• Text to read
As is usually the case with movies that involves people trying to figure out who they are, and discovering that all they know was never real to begin with, the journey ends up being more exciting than the destination. Such was the case with “The Bourne Identity”, where following Bourne as he tries to uncover his identity was more intriguing than discovering that at the end of the rainbow was nothing more than another same-o same-o generic Evil CIA Plot. The only film that I can recall having a better post-Reveal is “The Matrix”, which managed to not only sustain the momentum generated in the first act, but actually excel.
Director Chris Nahon’s “Empire of the Wolves”, the follow-up to his “Kiss of the Dragon” (starring Jet Li), falls into step with “The Bourne Identity”, with a second half that is all sound, trumpets, and nearly incomprehensible fury. The film opens with French housewife Anna (Arly Jover) suffering from a bout of amnesia — she can remember almost everything, except where she came from and, shockingly, the face of her own husband. Meanwhile, young Police Captain Paul Nerteaux (Jocelyn Quivrin) is in Little Turkey fishing out the body of a slain and mutilated Turkish girl, the third such occurrence.
A stranger to Little Turkey and its customs, Paul seeks the aid of grizzled but highly untrustworthy cop Schiffer (Jean Reno), who has spent 20 years of his police career working with the Turks and knows the ins and outs of the hidden community. The duo uncovers a seedy underworld run by the Turkish mob, gets into their fair share of gunfights, someone loses an eye, some fingers, and an underground bath house is shot to ribbons. Meanwhile, Anna discovers that her husband may not be her husband after all when she uncovers what looks like surgical scars behind the back of her ears. The poor woman flees, and that’s when everything starts to unravel.
Running at just two hours, “Empire of the Wolves” can best be described as two movies — the intriguing and suspense-filled first half, where Anna’s story seems to have no correlation to the investigation by Paul and Schiffer, and the action-packed second half, which brings all the various characters and plot threads together in what is essentially a geo-political thriller. The plot details are easy enough to decipher, but one can’t help but get the feeling that the film jettisons its most ambitious and exciting parts (the mystery behind Anna’s past and the deaths of the Turkish immigrant girls) for gunfire, enough plot contrivances to choke Anna Nicole Smith, and what can best be described as shockingly poor plotting.

• Source data
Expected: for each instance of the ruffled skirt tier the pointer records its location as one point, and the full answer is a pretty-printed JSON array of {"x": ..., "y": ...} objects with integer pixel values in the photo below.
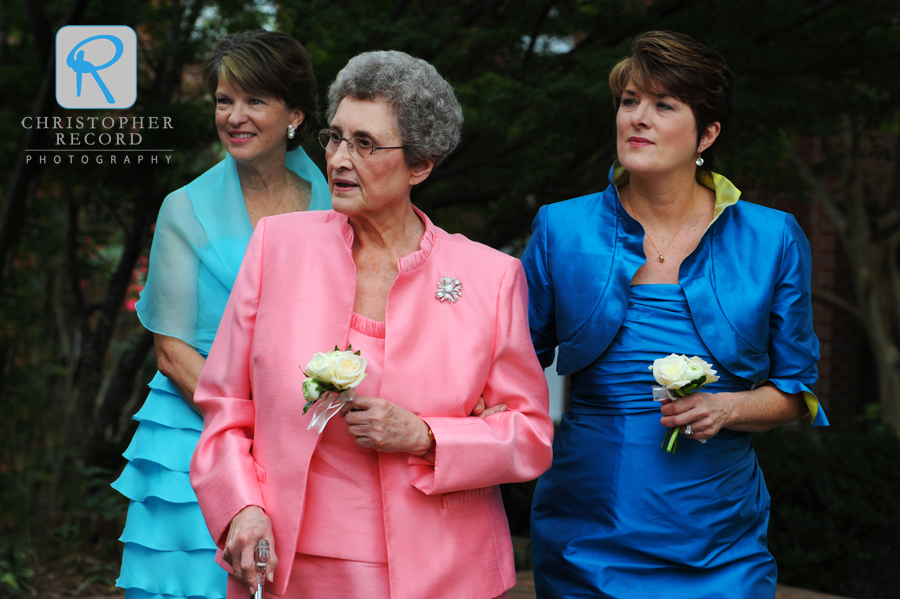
[{"x": 169, "y": 552}]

• Goal A
Reproduce the part of the Empire of the Wolves review starting at "Running at just" and ending at "shockingly poor plotting.".
• Goal B
Carry on writing the Empire of the Wolves review from the point where it stops.

• Exercise output A
Running at just two hours, “Empire of the Wolves” can best be described as two movies — the intriguing and suspense-filled first half, where Anna’s story seems to have no correlation to the investigation by Paul and Schiffer, and the action-packed second half, which brings all the various characters and plot threads together in what is essentially a geo-political thriller. The plot details are easy enough to decipher, but one can’t help but get the feeling that the film jettisons its most ambitious and exciting parts (the mystery behind Anna’s past and the deaths of the Turkish immigrant girls) for gunfire, enough plot contrivances to choke Anna Nicole Smith, and what can best be described as shockingly poor plotting.

• Exercise output B
Based on the novel by Jean-Christophe Grange, who also penned the Jean Reno-starrer “The Crimson Rivers”, “Empire” is beautiful to look at, with the French locales constantly enshrouded in darkness, rain, and fog. The Turkish community is appropriately run-down and dangerous, and Schiffer and Paul’s run-ins with the Turkish mob oftentimes becoming brutal encounters where limbs are lost and people are beaten to within an inch of their life. Effectively a big-budget action-thriller in the Hollywood tradition, “Empire” indulges in its share of incoherent plotting and amazing lapses in narrative plotting, which immediately makes it stand out from the throngs of pretentious fare you usually get out of France .
Like most would-be blockbusters, “Empire of the Wolves” indeed strains credibility on more than one occasion. The problem lies in the script, which was co-written by director Chris Nahon and the book’s novelist, so one can’t really say things weren’t translated properly from novel to screenplay. There is also no real chemistry between Schiffer and Paul, with the relationship basically consisting of Paul not getting anywhere in his investigation and Schiffer beating the information out of people to help move things along. And for a string of murders, it’s amazing how little support Paul gets. The entire French police force apparently consists of one young cop and one old shady cop. It’s somewhat humorous to watch Schiffer and Paul go around France chopping off fingers, poking out eyes, and leaving a huge bodycount in their wake, but no one ever seems to care, and Paul never seems to feel the need to inform anyone about all his bloody encounters.
What’s most important for those looking to past a few hours is that “Empire of the Wolves” knows how to be entertaining, something it manages quite easily, with Anna ending up more like La Femme Nikita than Jason Bourne. Curiously, the film’s potentially controversial Counter Terrorism side plots are all but tossed out the window in favor of gunfights, which is a shame because for an hour there, it seemed as if Nahon and company were after a political point, but perhaps decided against it at the last minute.
Overall, “Empire of the Wolves” is a very nicely done action/thriller, with the highlight being a brief skirmish between Schiffer and a Turkish assassin in a sort of underground church mausoleum. The many appearances of a mysterious coda of Turkish super assassins, called the Wolves, make up the film’s other stellar action set pieces. That is, if you don’t ask yourself how these Turks managed to develop into nearly superhuman ninja-like assassins given their circumstances back home. But I digress. Although it doesn’t quite muster up the same intelligence in its second half that it scores easily with its first, “Empire of the Wolves” is still a reasonably entertaining whole.
Chris Nahon (director) / Luc Bossi, Christian Clavier, Jean-Christophe Grang’, Chris Nahon, Franck Ollivier (screenplay)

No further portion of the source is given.